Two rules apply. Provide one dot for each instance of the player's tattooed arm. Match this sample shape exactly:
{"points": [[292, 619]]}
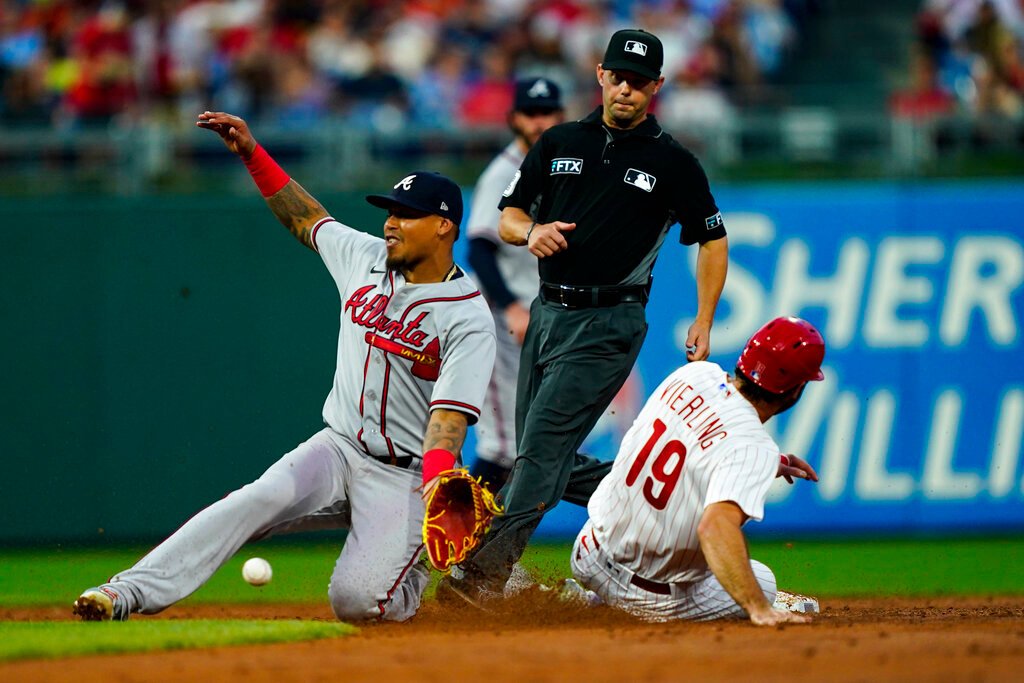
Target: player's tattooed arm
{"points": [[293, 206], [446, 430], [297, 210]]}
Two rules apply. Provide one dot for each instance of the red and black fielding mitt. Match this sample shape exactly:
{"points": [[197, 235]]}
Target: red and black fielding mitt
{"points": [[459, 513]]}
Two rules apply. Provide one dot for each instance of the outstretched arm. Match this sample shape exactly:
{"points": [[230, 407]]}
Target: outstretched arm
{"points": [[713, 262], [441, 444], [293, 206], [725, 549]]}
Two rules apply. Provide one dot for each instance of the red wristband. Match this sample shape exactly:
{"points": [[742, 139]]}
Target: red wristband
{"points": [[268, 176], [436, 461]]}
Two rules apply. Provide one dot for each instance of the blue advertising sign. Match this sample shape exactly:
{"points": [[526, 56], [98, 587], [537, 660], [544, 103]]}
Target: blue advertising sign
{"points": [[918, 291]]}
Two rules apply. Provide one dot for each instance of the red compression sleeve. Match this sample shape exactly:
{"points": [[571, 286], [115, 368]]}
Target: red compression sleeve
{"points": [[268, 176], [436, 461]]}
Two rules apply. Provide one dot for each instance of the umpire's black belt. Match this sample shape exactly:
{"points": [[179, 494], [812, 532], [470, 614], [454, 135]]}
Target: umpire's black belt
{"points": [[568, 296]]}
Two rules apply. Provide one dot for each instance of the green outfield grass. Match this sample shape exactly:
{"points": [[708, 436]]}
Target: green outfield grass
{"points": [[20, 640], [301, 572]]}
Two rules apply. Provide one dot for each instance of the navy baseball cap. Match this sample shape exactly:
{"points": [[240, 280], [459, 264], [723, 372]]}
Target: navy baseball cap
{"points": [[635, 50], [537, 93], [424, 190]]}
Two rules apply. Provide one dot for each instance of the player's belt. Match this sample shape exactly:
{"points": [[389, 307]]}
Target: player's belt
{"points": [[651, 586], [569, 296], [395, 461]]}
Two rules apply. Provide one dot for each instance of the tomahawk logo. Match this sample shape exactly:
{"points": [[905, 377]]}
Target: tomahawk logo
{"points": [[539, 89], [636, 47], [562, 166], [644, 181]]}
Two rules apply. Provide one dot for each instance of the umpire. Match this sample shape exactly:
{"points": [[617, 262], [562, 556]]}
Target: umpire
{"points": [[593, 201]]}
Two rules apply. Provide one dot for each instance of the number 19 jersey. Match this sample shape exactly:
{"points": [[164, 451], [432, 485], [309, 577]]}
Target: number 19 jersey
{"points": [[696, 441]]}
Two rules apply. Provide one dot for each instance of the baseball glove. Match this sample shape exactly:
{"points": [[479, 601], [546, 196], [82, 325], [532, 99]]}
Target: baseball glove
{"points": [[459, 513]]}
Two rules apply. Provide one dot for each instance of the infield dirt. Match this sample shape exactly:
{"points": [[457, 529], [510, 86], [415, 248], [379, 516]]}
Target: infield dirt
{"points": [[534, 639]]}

§ §

## Written instruction
Print exactly the lines above, starting at the line that contains "the player's belt." and ending with the last line of the records, both included.

## Exercise answer
Two rules apply. Provide one dot for each instance of the player's belt. Match this sample shape exactly:
{"points": [[389, 307]]}
Target: player's belt
{"points": [[651, 586], [569, 296], [395, 461]]}
Two rules apply. Provide one dot for each instance of the tomahawk logo. Match this sample shape exactly:
{"points": [[905, 377]]}
Target: tomahawk logo
{"points": [[539, 89], [636, 47], [562, 166], [644, 181]]}
Two rules apply. Provide one dot for each instance of the umpire. Match this sample shape exactly:
{"points": [[617, 262], [562, 556]]}
Target: umpire
{"points": [[593, 201]]}
Two rules apply. Provide one dot for each instance of the number 19 jersey. Match this sample shape exactly:
{"points": [[164, 451], [432, 485], [309, 577]]}
Target: number 19 jersey
{"points": [[696, 441]]}
Two rules apply. Provide one dot for each instance of the baseball glove. Match this sample shape exactly:
{"points": [[479, 601], [546, 196], [82, 325], [532, 99]]}
Target: baseball glove
{"points": [[459, 513]]}
Two rules apply. Provide one dot for each instance of the infield dirt. Match this sample shape exactly:
{"points": [[457, 529], [510, 86], [415, 248], [379, 516]]}
Target: infield dirt
{"points": [[534, 639]]}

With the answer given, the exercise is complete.